- [Exercise aim]:
Copy the data below word for word, beginning at the line that contains "Where can the green foliage" and stopping after the line that contains "pixel 136 92".

-- begin Provided records --

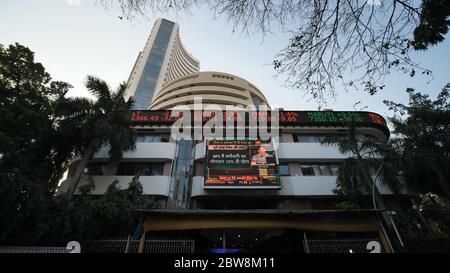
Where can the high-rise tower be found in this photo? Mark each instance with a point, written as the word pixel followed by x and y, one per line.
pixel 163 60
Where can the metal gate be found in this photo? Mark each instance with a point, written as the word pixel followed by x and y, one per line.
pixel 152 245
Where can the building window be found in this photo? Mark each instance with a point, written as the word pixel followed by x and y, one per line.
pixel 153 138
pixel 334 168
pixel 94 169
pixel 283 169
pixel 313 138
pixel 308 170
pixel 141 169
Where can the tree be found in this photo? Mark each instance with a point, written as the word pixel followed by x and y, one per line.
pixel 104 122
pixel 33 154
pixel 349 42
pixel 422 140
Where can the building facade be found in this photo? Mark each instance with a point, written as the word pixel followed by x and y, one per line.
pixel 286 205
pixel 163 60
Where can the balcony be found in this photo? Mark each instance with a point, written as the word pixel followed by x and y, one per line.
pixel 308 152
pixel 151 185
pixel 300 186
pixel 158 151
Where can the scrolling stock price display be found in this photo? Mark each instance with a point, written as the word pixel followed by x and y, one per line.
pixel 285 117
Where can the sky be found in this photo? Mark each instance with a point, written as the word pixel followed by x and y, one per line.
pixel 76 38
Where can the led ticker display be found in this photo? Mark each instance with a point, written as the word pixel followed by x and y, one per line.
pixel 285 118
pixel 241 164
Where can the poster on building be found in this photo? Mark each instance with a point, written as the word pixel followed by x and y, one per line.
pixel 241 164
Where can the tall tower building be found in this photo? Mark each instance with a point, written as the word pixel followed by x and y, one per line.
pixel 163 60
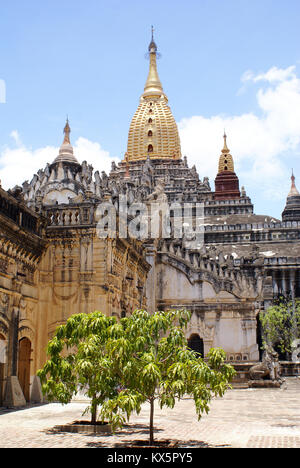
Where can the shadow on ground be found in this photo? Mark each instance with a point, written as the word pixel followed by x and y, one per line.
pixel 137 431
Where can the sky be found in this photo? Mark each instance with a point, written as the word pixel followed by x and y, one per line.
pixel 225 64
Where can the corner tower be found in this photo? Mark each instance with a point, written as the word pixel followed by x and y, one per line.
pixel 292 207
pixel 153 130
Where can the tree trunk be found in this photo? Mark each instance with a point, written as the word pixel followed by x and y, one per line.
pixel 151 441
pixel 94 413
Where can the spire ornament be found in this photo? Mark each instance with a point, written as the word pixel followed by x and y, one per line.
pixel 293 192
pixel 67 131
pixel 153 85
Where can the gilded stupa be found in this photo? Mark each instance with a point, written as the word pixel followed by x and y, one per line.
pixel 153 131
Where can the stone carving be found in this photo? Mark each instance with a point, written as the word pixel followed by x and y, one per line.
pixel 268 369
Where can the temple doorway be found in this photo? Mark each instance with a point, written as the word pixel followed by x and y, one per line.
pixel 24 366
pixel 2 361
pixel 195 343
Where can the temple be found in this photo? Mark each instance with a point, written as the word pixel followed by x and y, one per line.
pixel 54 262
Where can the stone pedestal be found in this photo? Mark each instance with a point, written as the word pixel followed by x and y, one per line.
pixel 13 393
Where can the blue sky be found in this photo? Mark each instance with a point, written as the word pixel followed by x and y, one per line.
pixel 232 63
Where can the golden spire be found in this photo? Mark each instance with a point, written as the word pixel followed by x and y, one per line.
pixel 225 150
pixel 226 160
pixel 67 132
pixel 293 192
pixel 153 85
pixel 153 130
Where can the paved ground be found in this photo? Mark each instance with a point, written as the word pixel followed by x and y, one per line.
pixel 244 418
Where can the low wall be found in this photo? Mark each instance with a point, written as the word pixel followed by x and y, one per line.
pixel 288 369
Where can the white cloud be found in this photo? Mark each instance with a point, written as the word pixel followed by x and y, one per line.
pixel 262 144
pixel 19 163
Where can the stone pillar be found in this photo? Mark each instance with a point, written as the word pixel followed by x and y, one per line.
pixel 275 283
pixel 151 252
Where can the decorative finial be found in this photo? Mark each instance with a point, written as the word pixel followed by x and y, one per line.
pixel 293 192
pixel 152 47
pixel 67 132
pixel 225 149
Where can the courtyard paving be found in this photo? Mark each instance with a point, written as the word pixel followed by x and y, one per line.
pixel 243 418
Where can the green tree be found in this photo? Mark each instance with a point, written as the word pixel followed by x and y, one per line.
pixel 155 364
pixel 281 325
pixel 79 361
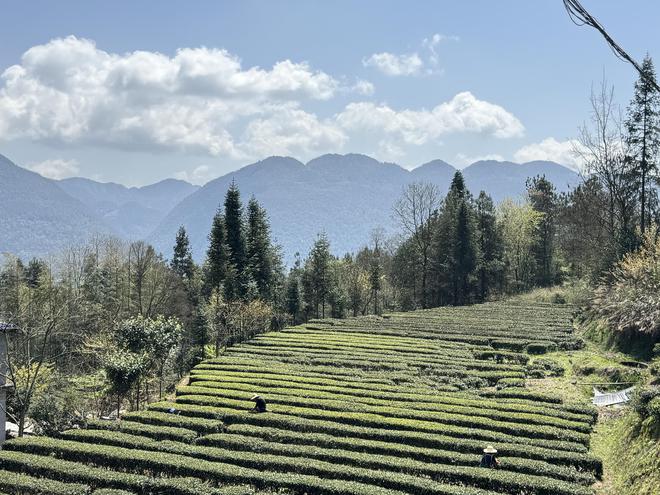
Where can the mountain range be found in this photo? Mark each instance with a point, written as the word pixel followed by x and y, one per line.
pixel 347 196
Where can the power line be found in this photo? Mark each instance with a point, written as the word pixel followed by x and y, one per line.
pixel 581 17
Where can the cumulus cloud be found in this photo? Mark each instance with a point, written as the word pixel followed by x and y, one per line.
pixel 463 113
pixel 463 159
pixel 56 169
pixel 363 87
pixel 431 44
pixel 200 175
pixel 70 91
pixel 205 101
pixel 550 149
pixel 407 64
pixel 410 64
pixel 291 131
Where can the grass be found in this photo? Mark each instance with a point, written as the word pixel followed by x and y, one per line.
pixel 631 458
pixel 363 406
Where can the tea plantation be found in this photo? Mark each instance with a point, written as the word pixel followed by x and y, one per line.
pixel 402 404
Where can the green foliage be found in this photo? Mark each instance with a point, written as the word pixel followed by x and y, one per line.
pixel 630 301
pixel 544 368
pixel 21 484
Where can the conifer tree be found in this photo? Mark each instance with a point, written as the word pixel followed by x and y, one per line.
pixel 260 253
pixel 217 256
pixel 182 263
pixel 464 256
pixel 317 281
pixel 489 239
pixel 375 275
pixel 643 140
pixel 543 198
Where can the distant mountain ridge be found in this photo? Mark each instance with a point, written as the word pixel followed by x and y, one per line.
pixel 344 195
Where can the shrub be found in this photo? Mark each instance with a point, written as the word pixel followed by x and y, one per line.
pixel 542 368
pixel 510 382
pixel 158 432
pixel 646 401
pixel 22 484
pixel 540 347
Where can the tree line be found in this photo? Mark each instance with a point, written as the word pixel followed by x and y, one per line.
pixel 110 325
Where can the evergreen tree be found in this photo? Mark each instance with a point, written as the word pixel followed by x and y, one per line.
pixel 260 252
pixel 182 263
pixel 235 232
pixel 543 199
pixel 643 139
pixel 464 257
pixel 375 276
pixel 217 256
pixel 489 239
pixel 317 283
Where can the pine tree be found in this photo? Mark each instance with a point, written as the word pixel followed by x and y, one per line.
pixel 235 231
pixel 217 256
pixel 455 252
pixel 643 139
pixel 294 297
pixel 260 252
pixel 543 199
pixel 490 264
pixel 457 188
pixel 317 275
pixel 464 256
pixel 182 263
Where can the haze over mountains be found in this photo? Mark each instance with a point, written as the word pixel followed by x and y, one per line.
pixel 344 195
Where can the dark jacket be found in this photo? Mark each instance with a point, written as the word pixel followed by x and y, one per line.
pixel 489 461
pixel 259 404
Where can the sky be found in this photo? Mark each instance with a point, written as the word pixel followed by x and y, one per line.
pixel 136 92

-- end Provided records --
-- begin Provided records --

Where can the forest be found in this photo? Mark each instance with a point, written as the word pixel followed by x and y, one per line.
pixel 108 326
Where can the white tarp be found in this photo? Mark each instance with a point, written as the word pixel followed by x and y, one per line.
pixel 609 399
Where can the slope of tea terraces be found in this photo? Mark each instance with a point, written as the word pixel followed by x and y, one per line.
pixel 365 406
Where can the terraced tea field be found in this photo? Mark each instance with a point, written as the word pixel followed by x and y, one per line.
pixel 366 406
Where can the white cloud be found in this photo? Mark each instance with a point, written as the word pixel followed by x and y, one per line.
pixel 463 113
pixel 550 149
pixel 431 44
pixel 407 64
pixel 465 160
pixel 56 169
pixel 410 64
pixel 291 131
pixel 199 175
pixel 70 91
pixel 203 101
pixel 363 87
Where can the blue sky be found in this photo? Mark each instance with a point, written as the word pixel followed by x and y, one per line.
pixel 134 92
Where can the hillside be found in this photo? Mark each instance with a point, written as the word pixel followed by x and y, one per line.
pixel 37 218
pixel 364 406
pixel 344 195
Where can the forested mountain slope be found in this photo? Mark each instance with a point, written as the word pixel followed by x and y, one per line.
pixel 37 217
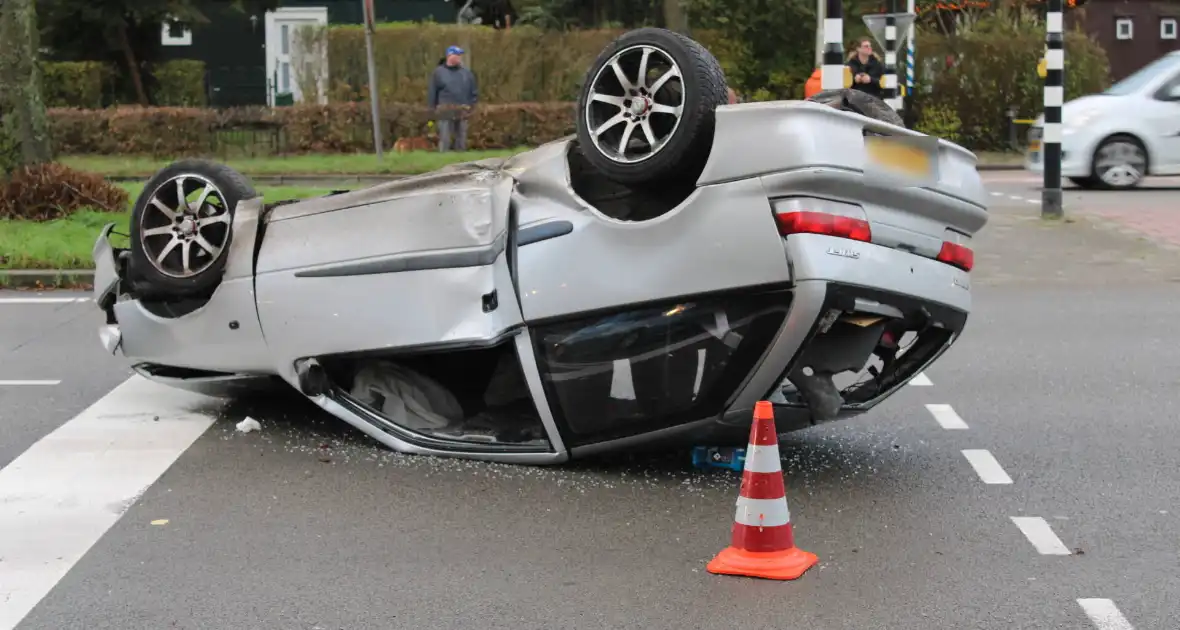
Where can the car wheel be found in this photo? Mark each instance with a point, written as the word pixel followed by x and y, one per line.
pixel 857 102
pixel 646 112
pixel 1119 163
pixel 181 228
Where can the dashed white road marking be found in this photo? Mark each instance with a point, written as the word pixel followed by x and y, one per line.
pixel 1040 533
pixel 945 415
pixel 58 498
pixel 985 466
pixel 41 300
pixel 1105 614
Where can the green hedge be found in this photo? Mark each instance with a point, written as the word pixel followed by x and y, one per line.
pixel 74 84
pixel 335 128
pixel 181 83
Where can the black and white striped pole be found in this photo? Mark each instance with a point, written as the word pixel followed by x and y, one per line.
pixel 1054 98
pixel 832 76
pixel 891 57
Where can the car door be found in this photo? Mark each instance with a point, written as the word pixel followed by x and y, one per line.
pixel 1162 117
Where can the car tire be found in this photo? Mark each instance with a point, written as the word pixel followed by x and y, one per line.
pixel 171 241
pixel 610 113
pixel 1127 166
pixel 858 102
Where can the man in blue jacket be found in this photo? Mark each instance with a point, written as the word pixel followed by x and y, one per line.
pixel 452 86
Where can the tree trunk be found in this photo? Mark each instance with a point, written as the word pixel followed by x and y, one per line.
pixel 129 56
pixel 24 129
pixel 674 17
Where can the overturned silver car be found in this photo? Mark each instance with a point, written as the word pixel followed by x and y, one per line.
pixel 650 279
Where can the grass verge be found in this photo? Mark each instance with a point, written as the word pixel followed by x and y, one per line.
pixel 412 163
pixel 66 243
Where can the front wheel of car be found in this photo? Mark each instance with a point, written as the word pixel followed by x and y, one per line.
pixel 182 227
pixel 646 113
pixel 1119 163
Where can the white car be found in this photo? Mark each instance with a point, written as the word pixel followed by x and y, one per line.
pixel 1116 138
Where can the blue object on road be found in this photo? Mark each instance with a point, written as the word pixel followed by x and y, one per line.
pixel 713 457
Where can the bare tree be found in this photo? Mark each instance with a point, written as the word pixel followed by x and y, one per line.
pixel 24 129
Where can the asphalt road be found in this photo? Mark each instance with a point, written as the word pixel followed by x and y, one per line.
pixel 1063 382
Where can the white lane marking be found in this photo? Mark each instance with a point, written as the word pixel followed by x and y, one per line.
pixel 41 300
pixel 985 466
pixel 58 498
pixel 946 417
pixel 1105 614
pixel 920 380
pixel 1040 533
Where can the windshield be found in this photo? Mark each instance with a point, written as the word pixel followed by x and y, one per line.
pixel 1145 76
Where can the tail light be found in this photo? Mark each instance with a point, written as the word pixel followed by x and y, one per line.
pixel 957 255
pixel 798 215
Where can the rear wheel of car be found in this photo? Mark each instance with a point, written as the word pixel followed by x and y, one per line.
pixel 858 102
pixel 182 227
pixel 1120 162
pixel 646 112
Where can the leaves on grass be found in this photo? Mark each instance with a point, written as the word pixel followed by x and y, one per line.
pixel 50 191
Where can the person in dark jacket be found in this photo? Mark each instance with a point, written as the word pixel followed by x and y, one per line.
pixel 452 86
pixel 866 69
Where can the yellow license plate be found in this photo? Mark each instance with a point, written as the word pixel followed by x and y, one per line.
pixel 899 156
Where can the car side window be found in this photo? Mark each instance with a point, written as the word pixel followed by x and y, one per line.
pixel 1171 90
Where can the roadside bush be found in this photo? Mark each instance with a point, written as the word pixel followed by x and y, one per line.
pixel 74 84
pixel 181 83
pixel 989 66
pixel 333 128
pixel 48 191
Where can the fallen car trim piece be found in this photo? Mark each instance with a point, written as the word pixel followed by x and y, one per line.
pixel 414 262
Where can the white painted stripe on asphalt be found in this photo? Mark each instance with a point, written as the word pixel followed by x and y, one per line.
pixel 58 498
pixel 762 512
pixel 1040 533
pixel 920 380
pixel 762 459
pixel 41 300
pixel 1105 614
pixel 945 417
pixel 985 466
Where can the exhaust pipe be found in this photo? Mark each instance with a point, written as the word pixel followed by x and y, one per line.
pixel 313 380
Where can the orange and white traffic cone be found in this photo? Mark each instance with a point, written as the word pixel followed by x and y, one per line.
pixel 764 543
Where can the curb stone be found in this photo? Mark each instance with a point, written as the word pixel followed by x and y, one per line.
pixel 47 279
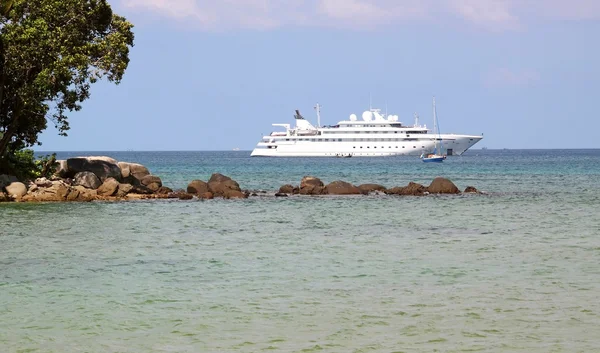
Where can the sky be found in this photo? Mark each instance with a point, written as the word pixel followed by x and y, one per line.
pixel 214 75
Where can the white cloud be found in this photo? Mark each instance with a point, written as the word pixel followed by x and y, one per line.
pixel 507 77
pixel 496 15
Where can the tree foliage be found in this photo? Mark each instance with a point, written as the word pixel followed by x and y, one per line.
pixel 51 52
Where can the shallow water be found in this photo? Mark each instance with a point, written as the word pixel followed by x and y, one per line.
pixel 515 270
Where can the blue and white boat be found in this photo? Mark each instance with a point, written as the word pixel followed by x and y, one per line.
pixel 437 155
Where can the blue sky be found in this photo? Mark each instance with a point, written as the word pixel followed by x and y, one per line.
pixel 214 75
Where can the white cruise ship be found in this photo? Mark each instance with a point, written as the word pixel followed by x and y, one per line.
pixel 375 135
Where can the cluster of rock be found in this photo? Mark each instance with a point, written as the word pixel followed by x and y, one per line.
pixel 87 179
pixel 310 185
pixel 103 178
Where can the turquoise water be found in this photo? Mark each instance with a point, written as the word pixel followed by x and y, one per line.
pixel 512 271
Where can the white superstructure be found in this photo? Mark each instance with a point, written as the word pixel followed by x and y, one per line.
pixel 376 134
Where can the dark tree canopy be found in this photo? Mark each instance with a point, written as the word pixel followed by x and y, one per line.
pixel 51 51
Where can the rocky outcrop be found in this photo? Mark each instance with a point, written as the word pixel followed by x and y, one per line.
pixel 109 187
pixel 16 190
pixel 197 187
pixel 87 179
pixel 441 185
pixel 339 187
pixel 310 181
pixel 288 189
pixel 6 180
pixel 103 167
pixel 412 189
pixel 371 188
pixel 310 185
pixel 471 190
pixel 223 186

-- end Provided records --

- [Output of the exercise]:
Where can the green foliage be found in this photo? Mark each instance with a point, written as the word pixel followed by x and y, one per line.
pixel 630 301
pixel 544 368
pixel 21 484
Where can the conifer tree be found in this photo? Mark each instance with a point, written as the word pixel followed by x and y, one per line.
pixel 260 253
pixel 217 256
pixel 182 263
pixel 464 256
pixel 317 281
pixel 489 239
pixel 375 275
pixel 643 140
pixel 543 198
Where can the distant mountain ridge be found in this photo? Mark each instance with a point, written as the word pixel followed by x and y, one per line.
pixel 344 195
Where can the shrub be found in this photo? Mark each instance with a point, written as the word pixel followed by x and y, one per line.
pixel 542 368
pixel 510 382
pixel 158 432
pixel 646 401
pixel 22 484
pixel 540 347
Where can the tree line be found in this photo? Mark each instance with a point, written as the word pixel followed by x and y, one per line.
pixel 110 325
Where can the evergreen tree be found in this photo? Mark each instance with a point, written as the word pixel followed by x and y, one per line.
pixel 260 252
pixel 182 263
pixel 235 232
pixel 543 199
pixel 643 139
pixel 464 257
pixel 375 276
pixel 217 256
pixel 489 239
pixel 317 283
Where can the pine tree be found in this photo? Mark each instance with a point, written as the word pixel followed by x and y, one per line.
pixel 235 231
pixel 217 256
pixel 455 252
pixel 643 139
pixel 294 297
pixel 260 252
pixel 543 199
pixel 490 264
pixel 457 188
pixel 317 275
pixel 464 256
pixel 182 263
Where can the haze over mountains be found in this photo? Mark each instance with a point, written as the word pixel followed by x and y, one per line.
pixel 344 195
Where can the dark jacket be found in this photo? Mark each instance with a point, written as the word pixel followed by x and y, one per line.
pixel 489 461
pixel 259 404
Where can the sky be found in this photo? Mark each instance with a point, written as the word pixel followed by x and y, one per line.
pixel 136 92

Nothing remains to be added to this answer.